■ Exercise: Gather every line in the records below that contains the word "instance", matching upper and lower case exactly.

■ Provided data:
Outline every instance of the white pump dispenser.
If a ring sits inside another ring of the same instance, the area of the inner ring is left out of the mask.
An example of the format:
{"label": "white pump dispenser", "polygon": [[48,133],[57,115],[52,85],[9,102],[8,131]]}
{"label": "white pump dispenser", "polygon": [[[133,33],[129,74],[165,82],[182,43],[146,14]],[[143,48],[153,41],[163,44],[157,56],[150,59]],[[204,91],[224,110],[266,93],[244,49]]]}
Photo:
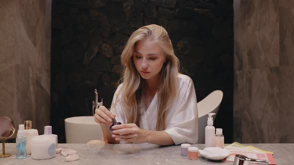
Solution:
{"label": "white pump dispenser", "polygon": [[215,147],[215,128],[213,126],[212,115],[215,113],[209,113],[207,126],[205,127],[205,148]]}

■ Result for this exercise:
Outline every instance of the white pump dispenser.
If a ring sits inside another ring of the same instance, the area of the inner ring is left out of the mask.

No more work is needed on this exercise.